*** Source information ***

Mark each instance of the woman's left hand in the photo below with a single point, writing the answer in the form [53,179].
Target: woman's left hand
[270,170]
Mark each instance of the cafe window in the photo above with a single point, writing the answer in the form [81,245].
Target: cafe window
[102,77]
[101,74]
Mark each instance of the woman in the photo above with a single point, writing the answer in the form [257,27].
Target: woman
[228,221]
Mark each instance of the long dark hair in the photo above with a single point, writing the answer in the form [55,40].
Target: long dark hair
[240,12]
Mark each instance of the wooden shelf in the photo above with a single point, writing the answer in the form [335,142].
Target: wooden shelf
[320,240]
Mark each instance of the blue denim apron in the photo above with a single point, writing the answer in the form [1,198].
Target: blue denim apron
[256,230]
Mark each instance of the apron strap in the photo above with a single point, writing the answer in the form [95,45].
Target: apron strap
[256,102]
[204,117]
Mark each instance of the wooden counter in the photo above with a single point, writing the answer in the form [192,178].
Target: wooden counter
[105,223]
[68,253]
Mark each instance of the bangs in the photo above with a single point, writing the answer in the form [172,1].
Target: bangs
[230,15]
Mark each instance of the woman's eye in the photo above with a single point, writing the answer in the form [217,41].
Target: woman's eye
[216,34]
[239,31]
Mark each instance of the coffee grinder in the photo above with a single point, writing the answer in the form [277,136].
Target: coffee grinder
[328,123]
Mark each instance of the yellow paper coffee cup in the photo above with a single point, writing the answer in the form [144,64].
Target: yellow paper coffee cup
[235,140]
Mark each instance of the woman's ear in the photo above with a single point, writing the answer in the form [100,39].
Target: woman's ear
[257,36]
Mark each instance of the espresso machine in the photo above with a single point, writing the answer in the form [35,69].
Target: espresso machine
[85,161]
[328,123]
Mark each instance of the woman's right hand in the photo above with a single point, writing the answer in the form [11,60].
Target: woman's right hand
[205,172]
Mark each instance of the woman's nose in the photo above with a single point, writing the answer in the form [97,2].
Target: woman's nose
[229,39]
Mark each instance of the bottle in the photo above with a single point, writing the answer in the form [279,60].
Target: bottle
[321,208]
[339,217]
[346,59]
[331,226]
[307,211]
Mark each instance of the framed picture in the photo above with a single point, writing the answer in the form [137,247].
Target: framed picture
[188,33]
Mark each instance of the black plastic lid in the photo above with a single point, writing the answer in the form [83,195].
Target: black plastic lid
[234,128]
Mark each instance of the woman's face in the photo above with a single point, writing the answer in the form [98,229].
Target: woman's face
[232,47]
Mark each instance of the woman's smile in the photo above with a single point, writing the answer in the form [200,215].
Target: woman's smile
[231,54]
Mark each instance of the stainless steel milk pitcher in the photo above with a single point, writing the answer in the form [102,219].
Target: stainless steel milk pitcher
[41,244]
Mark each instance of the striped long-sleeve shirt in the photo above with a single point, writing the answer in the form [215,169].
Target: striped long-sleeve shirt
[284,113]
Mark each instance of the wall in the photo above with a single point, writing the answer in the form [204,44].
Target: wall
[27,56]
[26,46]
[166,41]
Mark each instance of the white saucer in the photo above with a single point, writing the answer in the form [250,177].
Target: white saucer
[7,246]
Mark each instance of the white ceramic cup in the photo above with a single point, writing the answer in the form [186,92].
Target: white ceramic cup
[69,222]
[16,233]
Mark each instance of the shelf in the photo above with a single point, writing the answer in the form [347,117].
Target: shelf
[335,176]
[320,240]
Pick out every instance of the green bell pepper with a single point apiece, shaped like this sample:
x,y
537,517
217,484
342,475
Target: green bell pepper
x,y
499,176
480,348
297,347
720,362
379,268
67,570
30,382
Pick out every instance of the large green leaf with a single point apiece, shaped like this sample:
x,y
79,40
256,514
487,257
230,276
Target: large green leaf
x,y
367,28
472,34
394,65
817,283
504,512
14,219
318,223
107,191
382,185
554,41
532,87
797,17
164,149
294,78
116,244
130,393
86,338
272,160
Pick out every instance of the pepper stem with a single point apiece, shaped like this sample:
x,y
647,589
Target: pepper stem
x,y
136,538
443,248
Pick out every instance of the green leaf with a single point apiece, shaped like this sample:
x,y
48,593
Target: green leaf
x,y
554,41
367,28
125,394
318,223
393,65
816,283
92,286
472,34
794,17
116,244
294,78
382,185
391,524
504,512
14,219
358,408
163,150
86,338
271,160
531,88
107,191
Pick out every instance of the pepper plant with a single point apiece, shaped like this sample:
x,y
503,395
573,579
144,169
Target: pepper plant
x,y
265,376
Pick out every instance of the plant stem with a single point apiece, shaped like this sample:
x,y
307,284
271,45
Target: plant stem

*** End of Source information ***

* **About this exercise**
A single number, please: how many lines in the data above contain the string "sample"?

* **The answer**
6